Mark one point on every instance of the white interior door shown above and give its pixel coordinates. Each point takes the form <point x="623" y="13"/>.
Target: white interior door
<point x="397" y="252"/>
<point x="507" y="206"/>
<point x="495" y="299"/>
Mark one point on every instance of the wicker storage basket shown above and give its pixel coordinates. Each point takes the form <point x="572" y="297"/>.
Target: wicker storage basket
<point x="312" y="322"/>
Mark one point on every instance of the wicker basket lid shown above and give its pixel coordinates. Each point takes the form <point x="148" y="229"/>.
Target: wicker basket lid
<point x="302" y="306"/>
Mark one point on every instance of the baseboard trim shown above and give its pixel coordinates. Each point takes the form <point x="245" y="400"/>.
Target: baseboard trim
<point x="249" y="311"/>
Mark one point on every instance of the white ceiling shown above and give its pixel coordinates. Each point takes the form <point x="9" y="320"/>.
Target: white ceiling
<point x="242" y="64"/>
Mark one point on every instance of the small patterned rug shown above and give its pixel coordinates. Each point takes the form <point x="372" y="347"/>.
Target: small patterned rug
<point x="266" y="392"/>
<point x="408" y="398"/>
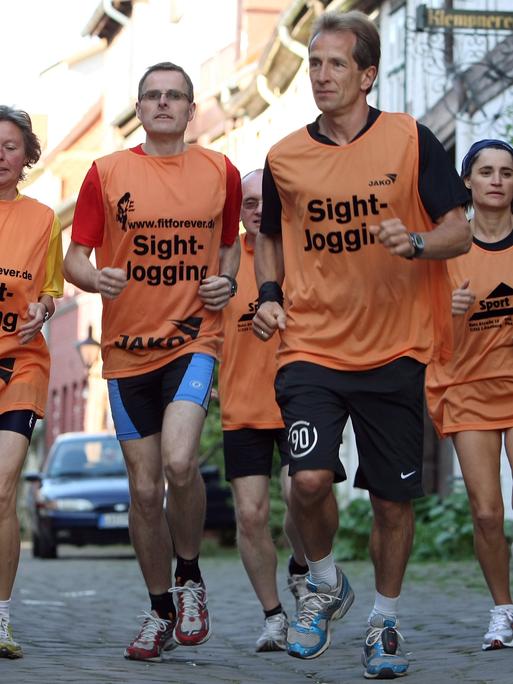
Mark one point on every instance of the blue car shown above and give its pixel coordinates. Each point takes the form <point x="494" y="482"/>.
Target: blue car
<point x="81" y="496"/>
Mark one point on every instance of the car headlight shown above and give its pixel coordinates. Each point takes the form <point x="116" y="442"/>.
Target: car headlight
<point x="67" y="505"/>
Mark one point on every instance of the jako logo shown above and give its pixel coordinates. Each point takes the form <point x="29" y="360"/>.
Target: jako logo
<point x="6" y="369"/>
<point x="388" y="180"/>
<point x="302" y="438"/>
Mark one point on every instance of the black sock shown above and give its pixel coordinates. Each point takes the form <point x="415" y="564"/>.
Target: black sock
<point x="163" y="605"/>
<point x="295" y="568"/>
<point x="187" y="570"/>
<point x="274" y="611"/>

::::::::

Rewrite the rows from the line holding "Mark one point on every instance of the small" through the end of the rows, inclusive, keeping each request line and raising every x and y coordinate in the answer points by 130, without changing the sample points inside the requests. Omit the pictures from your answer.

# Exercise solution:
Mark one point on every instance of the small patterned rug shown above and give its pixel coordinates. Each point takes the form <point x="372" y="347"/>.
Target: small patterned rug
<point x="396" y="522"/>
<point x="538" y="528"/>
Mark one point on every instance of the blue car shown above and give its pixel coordinates. Each point takes the form <point x="494" y="482"/>.
Target: blue car
<point x="211" y="626"/>
Mark one point on every instance of the car headlight shown above and give its pixel coordinates. Each point takes the form <point x="116" y="442"/>.
Target: car headlight
<point x="197" y="635"/>
Mark one point on every instance of the jako logo shown above and give its pixel coordinates. Each point takes the form <point x="29" y="360"/>.
Target: jako logo
<point x="136" y="499"/>
<point x="518" y="310"/>
<point x="432" y="568"/>
Mark one point on every instance of the black sock shown above and give its pixel coordinates. Each point takes the form <point x="415" y="564"/>.
Target: black sock
<point x="293" y="735"/>
<point x="425" y="698"/>
<point x="317" y="700"/>
<point x="404" y="741"/>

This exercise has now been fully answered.